- The task -
Print, in exact form, the lines below from the one containing "Where can you see the side window" through the one containing "Where can you see the mini cooper headlight", and omit all others.
===== Data for analysis
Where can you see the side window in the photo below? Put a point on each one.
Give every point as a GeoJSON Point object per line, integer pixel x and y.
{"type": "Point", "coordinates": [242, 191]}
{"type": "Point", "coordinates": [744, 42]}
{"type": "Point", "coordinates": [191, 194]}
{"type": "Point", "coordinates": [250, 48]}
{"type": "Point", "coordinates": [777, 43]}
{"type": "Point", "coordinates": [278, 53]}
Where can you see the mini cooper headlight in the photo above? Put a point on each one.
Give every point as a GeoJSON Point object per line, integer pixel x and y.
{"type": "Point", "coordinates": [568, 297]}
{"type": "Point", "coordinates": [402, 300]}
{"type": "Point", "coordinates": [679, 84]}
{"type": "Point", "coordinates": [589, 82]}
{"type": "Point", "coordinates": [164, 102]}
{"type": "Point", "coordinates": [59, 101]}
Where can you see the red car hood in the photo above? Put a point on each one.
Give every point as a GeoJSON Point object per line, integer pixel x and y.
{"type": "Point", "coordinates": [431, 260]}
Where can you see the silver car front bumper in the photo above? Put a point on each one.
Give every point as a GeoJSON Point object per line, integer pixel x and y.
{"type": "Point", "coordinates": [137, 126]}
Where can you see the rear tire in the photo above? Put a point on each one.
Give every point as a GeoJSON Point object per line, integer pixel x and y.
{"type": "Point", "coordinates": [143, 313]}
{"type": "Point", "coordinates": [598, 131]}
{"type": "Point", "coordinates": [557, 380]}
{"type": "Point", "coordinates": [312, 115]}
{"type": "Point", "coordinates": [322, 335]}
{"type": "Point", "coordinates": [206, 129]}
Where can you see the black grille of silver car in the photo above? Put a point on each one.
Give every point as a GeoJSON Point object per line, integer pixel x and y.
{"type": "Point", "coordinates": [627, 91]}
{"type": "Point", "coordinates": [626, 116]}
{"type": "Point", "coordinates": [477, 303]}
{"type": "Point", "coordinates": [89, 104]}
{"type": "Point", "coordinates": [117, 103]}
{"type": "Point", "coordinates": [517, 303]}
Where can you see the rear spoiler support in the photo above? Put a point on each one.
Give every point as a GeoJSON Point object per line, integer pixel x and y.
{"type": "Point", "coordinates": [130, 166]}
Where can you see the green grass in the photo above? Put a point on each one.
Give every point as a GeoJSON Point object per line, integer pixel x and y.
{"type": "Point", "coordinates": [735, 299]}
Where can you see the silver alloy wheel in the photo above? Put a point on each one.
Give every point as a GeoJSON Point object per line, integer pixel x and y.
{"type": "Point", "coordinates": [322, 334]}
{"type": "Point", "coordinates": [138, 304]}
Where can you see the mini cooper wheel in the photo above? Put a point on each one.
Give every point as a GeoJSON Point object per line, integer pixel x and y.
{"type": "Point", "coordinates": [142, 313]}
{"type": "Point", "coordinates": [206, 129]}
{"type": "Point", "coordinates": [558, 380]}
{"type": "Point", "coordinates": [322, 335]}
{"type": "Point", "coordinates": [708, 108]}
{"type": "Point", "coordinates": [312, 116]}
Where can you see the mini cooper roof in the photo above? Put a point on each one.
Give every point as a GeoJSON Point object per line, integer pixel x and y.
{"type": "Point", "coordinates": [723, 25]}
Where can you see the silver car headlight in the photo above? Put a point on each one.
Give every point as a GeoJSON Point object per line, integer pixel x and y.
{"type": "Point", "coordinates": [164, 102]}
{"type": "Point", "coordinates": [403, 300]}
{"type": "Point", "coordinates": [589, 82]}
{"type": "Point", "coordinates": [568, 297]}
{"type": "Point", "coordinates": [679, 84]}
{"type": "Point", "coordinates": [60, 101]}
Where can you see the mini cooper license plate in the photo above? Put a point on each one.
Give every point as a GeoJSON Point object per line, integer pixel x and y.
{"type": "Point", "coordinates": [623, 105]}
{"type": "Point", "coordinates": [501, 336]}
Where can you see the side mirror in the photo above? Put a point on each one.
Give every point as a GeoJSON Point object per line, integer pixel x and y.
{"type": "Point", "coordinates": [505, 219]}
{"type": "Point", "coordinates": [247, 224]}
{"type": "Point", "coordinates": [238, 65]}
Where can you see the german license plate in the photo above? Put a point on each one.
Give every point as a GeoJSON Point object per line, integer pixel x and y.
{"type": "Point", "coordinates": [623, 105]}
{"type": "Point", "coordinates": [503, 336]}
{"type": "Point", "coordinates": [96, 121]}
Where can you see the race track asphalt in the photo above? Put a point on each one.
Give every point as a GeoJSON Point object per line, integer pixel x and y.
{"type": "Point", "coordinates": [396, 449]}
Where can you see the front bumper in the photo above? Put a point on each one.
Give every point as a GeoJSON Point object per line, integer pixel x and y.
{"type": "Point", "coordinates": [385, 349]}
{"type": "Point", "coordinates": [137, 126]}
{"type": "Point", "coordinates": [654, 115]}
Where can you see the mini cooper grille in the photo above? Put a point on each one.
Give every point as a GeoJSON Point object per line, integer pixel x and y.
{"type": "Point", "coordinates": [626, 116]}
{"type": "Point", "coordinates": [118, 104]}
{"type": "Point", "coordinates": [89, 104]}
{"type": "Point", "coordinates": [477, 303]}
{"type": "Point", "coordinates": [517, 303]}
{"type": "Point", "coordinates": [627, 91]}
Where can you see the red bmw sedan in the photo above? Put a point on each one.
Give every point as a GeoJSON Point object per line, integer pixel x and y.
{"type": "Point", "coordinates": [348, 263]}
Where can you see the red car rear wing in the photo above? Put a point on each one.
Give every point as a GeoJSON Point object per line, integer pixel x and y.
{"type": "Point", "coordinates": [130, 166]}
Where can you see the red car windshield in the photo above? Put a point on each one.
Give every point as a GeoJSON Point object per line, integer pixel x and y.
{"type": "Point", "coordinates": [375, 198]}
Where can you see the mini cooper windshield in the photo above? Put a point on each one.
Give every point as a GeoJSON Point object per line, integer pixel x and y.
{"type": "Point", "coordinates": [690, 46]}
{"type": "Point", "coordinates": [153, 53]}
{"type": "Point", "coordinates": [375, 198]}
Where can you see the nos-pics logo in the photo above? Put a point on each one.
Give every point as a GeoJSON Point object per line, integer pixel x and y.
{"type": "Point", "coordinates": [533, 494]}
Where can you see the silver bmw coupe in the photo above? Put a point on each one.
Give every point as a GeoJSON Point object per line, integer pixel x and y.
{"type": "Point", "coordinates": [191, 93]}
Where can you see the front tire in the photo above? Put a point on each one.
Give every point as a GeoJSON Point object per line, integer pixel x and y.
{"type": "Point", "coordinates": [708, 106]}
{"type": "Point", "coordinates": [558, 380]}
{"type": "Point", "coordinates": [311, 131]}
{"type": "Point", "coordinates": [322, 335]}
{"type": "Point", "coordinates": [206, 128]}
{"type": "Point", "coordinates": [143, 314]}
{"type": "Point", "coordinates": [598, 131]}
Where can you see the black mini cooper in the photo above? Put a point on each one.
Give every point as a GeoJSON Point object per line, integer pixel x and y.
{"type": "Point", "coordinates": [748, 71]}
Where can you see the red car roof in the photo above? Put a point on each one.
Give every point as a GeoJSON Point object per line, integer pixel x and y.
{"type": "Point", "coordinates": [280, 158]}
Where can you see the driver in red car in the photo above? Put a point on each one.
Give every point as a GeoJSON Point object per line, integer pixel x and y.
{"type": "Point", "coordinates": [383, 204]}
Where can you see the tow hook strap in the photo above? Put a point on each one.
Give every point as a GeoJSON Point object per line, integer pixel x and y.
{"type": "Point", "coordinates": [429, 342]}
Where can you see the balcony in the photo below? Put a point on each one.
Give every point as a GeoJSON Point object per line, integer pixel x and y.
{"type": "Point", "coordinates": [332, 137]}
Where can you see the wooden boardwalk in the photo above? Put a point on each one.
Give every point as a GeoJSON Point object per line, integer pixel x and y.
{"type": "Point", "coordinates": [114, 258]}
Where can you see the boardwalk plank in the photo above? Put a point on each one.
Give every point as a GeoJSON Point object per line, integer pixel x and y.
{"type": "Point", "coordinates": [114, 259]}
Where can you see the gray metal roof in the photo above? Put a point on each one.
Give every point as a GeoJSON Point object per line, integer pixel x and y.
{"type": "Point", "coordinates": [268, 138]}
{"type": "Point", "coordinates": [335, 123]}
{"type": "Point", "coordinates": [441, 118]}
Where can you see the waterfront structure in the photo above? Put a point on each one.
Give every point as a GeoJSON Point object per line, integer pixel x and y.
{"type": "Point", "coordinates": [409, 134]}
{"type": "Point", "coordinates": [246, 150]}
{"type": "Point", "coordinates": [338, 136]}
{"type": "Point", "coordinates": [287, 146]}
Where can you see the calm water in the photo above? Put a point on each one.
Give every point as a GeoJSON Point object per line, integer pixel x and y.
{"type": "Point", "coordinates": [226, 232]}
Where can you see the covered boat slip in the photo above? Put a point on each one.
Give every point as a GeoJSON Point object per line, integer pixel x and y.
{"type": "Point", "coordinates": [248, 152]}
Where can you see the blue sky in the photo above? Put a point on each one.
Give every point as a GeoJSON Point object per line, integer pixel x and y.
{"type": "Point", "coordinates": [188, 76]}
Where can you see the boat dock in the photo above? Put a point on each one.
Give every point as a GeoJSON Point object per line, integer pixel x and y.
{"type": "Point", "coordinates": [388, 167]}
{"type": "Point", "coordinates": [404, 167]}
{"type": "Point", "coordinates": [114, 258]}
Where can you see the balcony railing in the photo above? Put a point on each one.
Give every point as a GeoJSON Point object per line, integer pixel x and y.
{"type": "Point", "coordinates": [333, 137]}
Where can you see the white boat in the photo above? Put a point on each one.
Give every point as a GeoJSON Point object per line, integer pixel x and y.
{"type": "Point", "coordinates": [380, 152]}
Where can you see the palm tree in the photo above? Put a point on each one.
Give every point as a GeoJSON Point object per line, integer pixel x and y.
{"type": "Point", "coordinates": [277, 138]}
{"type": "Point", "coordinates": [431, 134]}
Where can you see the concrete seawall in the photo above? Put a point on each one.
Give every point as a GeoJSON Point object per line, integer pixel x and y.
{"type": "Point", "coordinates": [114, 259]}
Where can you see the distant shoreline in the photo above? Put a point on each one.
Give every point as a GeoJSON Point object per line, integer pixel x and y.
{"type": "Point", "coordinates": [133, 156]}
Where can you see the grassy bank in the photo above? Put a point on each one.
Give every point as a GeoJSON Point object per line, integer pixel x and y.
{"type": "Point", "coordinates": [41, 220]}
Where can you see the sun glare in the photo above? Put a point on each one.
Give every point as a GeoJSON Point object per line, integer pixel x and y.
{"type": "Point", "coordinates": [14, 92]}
==========
===== Data for analysis
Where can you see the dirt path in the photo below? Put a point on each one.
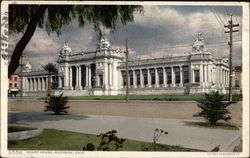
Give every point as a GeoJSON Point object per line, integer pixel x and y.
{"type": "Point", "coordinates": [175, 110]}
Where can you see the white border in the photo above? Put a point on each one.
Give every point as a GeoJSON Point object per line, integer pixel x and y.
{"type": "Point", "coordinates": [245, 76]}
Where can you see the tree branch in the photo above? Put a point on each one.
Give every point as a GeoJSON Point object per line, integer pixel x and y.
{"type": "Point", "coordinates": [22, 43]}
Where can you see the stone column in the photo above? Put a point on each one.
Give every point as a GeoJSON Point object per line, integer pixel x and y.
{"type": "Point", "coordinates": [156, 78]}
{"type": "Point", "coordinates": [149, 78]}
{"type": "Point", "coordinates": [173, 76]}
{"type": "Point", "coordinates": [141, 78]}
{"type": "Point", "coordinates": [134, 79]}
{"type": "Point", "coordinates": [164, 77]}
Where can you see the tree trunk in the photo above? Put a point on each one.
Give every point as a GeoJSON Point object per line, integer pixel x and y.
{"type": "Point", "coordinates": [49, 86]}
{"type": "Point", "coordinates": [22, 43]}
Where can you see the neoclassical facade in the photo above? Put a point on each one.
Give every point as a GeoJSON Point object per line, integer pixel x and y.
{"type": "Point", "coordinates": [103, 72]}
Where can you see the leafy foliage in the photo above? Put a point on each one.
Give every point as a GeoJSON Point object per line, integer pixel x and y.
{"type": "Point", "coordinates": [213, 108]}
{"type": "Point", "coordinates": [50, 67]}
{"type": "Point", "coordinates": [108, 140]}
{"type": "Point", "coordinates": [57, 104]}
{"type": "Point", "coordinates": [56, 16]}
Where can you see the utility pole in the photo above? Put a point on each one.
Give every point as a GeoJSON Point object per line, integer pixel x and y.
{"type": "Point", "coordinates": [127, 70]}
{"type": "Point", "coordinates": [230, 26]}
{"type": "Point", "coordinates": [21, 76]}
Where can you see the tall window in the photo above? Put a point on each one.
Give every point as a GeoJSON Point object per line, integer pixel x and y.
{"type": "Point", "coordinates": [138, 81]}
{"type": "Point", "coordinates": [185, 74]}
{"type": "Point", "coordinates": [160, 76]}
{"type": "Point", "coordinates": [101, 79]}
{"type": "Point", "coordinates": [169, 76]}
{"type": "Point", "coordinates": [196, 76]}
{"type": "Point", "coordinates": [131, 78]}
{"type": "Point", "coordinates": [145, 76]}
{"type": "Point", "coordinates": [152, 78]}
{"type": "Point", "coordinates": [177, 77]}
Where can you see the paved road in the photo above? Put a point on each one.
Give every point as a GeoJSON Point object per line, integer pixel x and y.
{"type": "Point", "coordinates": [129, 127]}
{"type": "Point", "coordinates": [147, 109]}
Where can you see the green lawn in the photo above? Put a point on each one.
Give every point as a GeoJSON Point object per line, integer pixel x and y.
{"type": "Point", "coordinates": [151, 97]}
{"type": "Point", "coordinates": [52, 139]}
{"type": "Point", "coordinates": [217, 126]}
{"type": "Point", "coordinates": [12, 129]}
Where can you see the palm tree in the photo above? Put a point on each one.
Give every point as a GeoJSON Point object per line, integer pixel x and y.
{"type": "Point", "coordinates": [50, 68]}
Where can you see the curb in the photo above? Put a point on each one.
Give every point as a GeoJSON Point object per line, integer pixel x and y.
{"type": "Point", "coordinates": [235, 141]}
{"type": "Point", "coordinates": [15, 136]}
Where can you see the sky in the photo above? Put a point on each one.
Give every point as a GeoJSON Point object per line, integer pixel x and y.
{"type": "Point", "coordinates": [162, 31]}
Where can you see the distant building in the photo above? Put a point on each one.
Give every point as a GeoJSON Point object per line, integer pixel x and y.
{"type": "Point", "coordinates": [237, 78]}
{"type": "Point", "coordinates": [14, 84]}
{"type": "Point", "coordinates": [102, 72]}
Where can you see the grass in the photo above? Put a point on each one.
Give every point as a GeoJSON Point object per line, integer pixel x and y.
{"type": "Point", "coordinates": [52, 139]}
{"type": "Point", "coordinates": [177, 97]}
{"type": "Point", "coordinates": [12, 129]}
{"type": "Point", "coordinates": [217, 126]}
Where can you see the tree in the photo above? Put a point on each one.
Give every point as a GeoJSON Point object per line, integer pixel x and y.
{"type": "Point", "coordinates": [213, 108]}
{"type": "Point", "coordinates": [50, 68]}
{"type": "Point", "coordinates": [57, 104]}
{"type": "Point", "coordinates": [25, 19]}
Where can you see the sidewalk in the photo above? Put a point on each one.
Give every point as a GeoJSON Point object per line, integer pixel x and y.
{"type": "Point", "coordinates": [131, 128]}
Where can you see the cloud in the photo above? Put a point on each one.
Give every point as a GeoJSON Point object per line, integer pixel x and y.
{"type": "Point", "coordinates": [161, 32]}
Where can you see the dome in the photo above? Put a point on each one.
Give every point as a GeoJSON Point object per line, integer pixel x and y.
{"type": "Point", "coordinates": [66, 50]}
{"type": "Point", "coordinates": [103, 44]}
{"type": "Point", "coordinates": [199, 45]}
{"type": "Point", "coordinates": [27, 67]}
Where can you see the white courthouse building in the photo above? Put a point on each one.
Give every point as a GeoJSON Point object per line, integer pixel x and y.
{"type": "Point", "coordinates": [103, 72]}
==========
- Solution to the problem -
Where can you see the side window in the photo below? Put a point on each one.
Give every point as a GeoJSON Point object per line, integer pixel x and y.
{"type": "Point", "coordinates": [242, 191]}
{"type": "Point", "coordinates": [744, 42]}
{"type": "Point", "coordinates": [191, 194]}
{"type": "Point", "coordinates": [250, 48]}
{"type": "Point", "coordinates": [777, 43]}
{"type": "Point", "coordinates": [278, 53]}
Where can you see the mini cooper headlight in the photo above? Put a point on each one.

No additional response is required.